# Selected excerpt
## Start
Please install and load the necessary packages and datasets which are listed below for a seamless tutorial session. (Not required but can be very helpful if you are following this tutorial code by code)

# Run the following lines of code

# Packages used in this tutorial
tutorial_packages <- rlang::quos(AER, broom, lme4, broom.mixed, ggeffects,
                                 lmerTest, datasets)

# Install required packages
lapply(lapply(tutorial_packages, rlang::quo_name),
  install.packages,
  character.only = TRUE
)

# Loading the libraries
lapply(lapply(tutorial_packages, rlang::quo_name),
  library,
  character.only = TRUE
)

# Datasets used in this tutorial
data("CASchools")
data("CreditCard")
data("RecreationDemand")
data("sleep")

3 What is a hierarchical model?

Consider a dataset of test scores of students in different classrooms across different schools. If we take a closer look into this dataset, we can see that students can be grouped into their respective genders. This group of genders will be ‘nested’ in the group of students. Likewise the student group is nested inside the group of classrooms which is further nested into the group of schools. This is shown in the flowchart given below (Use the scroll bar below the flowchart to navigate).

Student test scores are nested under the group of students. Students themselves form a group of males and females. Building from this, students are nested under classrooms. Now classrooms follow the same route and group themselves inside schools which further forms yet another group. This is an example of nested data or hierarchical data where the data is nested within itself or has a well-defined hierarchy within itself.

Let us take a scenario where we are introducing a new study method to students which have the potential to raise test scores. We can train students using the new method and compare the test scores to the earlier test scores before the introduction of the novel method.
## End
# Stated exercise 1
Recast the paragraph of the tutorial excerpt that begins "Student test scores are nested" as a short bulleted list that keeps its main facts.
# Stated exercise 2
List every dataset that the tutorial excerpt loads with the data() function.

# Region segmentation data
## Start
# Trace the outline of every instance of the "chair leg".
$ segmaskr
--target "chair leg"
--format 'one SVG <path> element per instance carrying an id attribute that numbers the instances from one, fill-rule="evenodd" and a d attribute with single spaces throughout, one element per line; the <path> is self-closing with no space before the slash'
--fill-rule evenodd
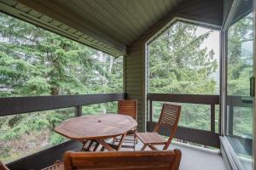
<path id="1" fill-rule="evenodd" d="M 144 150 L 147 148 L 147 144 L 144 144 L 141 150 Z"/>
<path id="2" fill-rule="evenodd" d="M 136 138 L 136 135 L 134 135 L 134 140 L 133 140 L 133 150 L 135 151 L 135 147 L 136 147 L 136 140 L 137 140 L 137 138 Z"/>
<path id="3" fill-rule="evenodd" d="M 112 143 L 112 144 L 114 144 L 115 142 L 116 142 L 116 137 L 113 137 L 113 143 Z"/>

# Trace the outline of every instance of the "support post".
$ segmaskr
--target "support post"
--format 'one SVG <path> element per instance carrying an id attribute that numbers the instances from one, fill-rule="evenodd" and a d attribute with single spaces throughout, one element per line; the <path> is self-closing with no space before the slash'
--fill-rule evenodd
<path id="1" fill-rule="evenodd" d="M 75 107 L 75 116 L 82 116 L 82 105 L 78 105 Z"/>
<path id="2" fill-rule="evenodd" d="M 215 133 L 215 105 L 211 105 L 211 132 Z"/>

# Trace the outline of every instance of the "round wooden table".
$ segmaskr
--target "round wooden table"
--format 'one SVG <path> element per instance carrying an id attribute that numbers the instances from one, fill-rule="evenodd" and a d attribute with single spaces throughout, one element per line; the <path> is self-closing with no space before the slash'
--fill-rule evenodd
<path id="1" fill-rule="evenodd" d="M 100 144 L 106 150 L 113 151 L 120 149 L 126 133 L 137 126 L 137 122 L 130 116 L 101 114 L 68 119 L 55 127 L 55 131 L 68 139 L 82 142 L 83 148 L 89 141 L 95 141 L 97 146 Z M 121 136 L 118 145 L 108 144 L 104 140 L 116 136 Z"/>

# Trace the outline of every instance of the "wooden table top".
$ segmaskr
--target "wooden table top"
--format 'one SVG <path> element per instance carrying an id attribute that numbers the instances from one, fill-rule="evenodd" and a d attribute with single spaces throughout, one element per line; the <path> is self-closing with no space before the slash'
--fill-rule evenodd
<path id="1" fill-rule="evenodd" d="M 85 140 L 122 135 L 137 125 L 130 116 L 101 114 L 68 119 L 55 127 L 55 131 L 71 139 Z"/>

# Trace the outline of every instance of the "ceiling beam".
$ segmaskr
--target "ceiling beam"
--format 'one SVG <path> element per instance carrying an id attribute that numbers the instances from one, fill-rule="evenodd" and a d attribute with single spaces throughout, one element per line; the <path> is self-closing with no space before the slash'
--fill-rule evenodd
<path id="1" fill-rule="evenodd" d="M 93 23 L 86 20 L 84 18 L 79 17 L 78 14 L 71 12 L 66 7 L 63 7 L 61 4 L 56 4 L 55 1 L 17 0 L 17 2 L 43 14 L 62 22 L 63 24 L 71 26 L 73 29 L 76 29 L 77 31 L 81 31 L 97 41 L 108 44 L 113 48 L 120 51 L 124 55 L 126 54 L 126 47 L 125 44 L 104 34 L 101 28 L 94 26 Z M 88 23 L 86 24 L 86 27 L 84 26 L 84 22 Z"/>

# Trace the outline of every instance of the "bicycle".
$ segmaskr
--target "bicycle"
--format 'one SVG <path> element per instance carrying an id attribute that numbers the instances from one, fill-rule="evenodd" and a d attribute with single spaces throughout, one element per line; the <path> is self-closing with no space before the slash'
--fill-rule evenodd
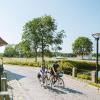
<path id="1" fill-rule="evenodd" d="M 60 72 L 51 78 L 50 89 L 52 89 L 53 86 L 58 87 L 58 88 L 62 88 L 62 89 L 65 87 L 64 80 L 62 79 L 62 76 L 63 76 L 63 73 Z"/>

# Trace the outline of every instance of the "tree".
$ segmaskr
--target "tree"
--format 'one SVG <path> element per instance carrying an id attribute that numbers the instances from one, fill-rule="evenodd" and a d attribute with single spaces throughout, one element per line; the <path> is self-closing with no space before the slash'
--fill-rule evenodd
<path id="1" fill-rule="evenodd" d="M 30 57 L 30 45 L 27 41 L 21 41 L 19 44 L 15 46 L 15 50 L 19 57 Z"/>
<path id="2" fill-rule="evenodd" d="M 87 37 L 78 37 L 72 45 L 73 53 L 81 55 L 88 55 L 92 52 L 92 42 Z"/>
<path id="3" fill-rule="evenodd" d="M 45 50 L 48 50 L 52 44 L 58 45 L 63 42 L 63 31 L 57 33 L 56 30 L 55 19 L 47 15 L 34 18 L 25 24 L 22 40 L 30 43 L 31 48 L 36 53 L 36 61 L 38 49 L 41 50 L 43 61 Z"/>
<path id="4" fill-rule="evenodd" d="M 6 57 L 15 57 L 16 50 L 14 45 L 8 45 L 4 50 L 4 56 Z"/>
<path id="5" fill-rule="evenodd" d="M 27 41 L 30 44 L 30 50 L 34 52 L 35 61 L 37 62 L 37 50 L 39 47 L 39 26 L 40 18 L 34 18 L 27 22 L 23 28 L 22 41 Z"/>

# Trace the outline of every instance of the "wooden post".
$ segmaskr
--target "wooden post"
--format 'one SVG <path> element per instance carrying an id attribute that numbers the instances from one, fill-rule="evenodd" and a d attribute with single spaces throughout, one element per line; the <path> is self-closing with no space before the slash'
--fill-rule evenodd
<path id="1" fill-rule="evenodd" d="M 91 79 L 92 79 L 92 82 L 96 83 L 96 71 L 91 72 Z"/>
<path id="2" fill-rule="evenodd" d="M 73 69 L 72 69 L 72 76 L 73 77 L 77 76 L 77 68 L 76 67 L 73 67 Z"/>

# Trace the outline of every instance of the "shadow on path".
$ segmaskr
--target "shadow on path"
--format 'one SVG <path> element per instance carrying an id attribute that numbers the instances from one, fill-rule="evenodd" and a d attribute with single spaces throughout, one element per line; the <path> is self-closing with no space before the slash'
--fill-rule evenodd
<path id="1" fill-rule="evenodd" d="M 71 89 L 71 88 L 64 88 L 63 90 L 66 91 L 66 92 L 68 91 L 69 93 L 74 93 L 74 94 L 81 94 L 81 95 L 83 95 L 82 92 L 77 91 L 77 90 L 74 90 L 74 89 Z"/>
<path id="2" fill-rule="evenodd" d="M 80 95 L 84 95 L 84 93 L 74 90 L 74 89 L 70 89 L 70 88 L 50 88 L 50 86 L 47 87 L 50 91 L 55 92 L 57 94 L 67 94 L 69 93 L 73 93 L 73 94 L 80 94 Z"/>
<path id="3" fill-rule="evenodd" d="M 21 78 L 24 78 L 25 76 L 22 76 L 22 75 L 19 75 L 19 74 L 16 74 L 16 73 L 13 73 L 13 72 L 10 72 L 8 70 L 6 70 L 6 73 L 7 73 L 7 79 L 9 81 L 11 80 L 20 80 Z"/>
## End
# Exercise result 1
- Student test scores are nested under the group of students.
- Students form a group of males and females.
- Students are nested under classrooms.
- Classrooms are grouped inside schools, which form yet another group.
- This is nested, or hierarchical, data: data nested within itself or having a well-defined hierarchy within itself.

# Exercise result 2
- CASchools
- CreditCard
- RecreationDemand
- sleep